What is being asked: Reproduce the data lines between the line holding "Tag the water surface" and the line holding "(1115, 626)", inclusive, with every character unchanged.

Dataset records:
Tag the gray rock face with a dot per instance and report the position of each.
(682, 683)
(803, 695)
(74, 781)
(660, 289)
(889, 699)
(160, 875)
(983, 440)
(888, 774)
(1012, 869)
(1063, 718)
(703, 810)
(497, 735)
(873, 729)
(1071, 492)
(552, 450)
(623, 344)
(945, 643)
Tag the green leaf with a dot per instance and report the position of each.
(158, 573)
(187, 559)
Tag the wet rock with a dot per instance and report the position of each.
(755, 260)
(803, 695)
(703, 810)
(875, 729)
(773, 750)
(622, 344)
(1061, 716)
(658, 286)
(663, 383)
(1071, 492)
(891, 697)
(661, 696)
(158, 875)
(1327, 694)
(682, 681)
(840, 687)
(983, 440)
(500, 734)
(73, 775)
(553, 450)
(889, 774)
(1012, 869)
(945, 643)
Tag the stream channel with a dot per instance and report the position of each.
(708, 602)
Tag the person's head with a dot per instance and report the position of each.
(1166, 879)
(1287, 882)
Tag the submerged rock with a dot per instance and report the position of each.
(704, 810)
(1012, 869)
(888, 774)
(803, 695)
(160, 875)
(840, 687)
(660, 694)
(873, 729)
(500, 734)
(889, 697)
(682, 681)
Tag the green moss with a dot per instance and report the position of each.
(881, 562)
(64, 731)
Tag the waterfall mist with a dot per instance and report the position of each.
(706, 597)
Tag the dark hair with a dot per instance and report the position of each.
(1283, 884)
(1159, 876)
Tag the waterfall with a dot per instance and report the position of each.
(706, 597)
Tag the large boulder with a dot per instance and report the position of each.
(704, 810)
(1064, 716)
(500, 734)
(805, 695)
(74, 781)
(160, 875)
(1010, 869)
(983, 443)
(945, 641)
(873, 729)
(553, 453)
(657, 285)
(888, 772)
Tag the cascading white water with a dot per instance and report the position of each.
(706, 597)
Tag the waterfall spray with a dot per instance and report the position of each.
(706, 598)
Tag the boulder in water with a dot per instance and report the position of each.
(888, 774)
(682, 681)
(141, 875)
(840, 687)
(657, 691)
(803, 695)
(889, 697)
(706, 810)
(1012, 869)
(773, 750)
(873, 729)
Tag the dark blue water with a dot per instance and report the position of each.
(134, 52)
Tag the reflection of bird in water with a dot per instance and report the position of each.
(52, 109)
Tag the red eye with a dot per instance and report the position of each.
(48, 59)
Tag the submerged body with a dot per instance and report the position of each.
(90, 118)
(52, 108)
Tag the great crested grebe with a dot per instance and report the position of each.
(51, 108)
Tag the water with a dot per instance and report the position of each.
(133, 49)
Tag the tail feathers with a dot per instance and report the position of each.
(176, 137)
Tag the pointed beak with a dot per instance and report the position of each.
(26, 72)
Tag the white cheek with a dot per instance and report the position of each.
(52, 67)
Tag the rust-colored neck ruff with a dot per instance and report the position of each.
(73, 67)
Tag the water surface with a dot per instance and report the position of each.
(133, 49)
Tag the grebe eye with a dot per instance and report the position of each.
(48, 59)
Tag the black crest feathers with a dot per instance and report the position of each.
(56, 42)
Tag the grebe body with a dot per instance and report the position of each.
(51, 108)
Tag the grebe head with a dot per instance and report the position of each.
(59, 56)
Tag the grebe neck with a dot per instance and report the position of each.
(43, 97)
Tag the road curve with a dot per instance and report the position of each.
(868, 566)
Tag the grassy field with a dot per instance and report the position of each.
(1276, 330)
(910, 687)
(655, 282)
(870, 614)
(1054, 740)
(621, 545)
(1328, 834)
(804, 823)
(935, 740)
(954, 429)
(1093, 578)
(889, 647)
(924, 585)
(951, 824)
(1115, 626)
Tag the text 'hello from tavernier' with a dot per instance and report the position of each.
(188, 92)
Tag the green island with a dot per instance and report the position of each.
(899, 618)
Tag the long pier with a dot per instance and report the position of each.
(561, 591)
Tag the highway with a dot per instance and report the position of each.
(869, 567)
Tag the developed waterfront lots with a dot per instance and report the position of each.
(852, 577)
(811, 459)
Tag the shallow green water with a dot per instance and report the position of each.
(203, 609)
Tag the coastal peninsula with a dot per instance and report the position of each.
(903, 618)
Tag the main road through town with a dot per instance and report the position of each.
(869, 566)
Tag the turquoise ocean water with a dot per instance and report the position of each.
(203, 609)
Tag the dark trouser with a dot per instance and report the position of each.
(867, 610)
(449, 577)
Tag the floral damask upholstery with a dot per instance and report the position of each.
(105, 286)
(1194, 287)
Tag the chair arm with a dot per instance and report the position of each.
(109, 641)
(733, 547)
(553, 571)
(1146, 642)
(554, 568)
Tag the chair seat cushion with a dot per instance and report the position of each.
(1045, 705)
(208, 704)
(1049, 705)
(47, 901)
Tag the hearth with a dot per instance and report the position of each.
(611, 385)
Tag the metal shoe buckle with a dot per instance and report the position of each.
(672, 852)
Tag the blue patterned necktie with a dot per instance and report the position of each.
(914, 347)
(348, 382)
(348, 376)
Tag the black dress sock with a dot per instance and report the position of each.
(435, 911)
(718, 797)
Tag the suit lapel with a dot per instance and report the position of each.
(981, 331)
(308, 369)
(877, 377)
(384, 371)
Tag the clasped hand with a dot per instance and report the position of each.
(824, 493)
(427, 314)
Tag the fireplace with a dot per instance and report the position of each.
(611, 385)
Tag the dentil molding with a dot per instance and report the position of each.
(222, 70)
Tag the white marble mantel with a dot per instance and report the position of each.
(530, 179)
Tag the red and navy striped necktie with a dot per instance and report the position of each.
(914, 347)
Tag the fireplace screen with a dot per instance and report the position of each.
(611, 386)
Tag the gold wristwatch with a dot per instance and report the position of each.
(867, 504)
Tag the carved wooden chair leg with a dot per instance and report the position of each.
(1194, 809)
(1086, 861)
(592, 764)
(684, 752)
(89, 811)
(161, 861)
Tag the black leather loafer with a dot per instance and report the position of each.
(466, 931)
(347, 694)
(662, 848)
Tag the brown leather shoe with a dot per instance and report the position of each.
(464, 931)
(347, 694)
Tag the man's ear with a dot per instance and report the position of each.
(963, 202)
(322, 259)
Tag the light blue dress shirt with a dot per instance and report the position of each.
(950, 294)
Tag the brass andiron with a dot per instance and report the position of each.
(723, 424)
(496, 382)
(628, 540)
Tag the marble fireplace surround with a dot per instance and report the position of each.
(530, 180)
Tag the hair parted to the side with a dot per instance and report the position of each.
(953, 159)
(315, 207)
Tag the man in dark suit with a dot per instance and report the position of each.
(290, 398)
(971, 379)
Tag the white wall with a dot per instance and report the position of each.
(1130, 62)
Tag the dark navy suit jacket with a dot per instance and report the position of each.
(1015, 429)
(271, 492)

Task result:
Tag the water surface with a dot per instance and report the position of each.
(133, 49)
Tag the grebe eye with a dot per instance and report the position of each.
(48, 59)
Tag the black crest feathers with a dot per instance and report the position of each.
(56, 42)
Tag the grebe body with a dot per instance and report the position of each.
(51, 108)
Tag the grebe head with a dot per instance and report the position of each.
(59, 56)
Tag the grebe neck with a dot per instance and report the position of each.
(43, 97)
Tag the road curve with a dot per instance and report the position of each.
(868, 566)
Tag the grassy field with a dot per instance and report the position of each.
(1276, 330)
(910, 687)
(655, 282)
(870, 614)
(1054, 740)
(621, 545)
(1328, 834)
(804, 823)
(935, 740)
(954, 429)
(1093, 578)
(889, 647)
(924, 585)
(951, 824)
(1115, 626)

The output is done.